* _Set exercise_
Quote the listing in full, exactly as given, minus any pictures.

Pointing dataset records:
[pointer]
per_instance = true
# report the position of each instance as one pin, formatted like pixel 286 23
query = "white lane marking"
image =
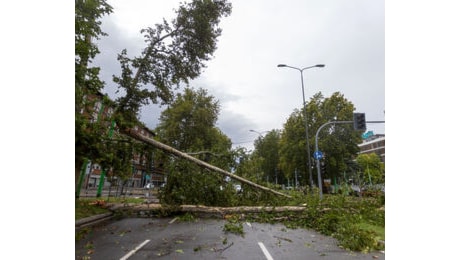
pixel 265 251
pixel 132 252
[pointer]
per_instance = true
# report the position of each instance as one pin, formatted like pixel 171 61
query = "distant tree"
pixel 88 135
pixel 188 124
pixel 175 53
pixel 372 168
pixel 267 148
pixel 338 143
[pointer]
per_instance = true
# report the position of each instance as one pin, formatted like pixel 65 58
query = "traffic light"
pixel 323 168
pixel 359 121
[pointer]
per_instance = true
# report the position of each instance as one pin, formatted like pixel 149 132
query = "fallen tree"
pixel 208 166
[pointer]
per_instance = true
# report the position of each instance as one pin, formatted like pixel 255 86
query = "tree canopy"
pixel 175 53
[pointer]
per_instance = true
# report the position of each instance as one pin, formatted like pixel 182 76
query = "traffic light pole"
pixel 320 184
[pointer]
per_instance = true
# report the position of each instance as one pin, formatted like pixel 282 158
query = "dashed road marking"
pixel 265 251
pixel 132 252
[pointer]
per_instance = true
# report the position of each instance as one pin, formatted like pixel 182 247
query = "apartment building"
pixel 98 108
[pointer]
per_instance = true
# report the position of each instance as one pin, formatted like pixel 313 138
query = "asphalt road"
pixel 168 238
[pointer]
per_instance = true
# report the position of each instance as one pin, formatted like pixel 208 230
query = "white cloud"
pixel 254 94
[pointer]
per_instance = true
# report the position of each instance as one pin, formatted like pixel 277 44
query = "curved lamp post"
pixel 260 133
pixel 305 109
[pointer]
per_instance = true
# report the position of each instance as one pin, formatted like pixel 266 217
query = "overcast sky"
pixel 347 36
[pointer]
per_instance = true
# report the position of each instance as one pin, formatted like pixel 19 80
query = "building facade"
pixel 97 109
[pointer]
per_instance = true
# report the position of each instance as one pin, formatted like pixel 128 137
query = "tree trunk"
pixel 208 166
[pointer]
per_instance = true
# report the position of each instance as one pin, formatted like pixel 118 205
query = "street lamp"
pixel 305 109
pixel 260 134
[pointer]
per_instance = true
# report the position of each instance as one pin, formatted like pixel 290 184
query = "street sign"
pixel 367 134
pixel 318 155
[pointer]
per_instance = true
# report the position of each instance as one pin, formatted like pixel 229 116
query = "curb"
pixel 93 220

* _Completed exercise_
[pointer]
per_instance = true
# report the position of each instance as one pin, formatted like pixel 286 23
query = "white lane marking"
image =
pixel 265 251
pixel 132 252
[pointer]
per_instance = true
# report the position of each instance as one pin, formatted like pixel 171 61
query = "distant tree"
pixel 88 135
pixel 188 124
pixel 175 53
pixel 372 168
pixel 267 148
pixel 338 143
[pointer]
per_instance = true
# report the position of each instance as one pin, formatted like pixel 65 58
query = "traffic light"
pixel 323 168
pixel 359 121
[pointer]
per_instance = true
# report the position of each instance as one pin, formatted like pixel 149 132
query = "fallen tree"
pixel 208 166
[pointer]
per_instance = true
# report the position of each instance as one pin, formatted like pixel 255 86
query = "tree canopy"
pixel 175 53
[pointer]
per_instance = true
# report the position of each instance as one pin, formatted like pixel 182 76
query = "traffic light pole"
pixel 320 184
[pointer]
per_instance = true
# report the position of each instance as one pin, formatted like pixel 282 158
query = "dashed road marking"
pixel 265 251
pixel 132 252
[pointer]
per_instance = true
# report the position of each instance as one pin, formatted like pixel 182 247
query = "apartment building"
pixel 98 108
[pointer]
per_instance = true
# report the position of each instance as one pin, formatted like pixel 313 138
query = "asphalt road"
pixel 168 238
[pointer]
per_instance = true
# report the position of each instance as one pin, formatted like pixel 208 230
query = "white cloud"
pixel 254 94
[pointer]
per_instance = true
# report the position of each instance as one pin, formatted like pixel 277 44
query = "curved lamp post"
pixel 260 133
pixel 305 109
[pointer]
per_instance = true
# report the position of each instance as one pin, formatted like pixel 266 217
query = "overcast sky"
pixel 347 36
[pointer]
per_instance = true
# report the position of each instance as one pin, formatted like pixel 19 80
query = "building facade"
pixel 97 109
[pointer]
per_instance = true
# report the position of each instance as one pin, formatted like pixel 128 137
query = "tree trunk"
pixel 208 166
[pointer]
per_instance = true
# report the position of each instance as one pin, formatted like pixel 118 205
query = "street lamp"
pixel 305 109
pixel 260 134
[pointer]
per_instance = true
# report the position of each instance as one pin, formatted like pixel 290 184
query = "street sign"
pixel 367 134
pixel 318 155
[pointer]
per_instance = true
# report the position of each instance as one pin, formatted like pixel 229 116
query = "curb"
pixel 93 220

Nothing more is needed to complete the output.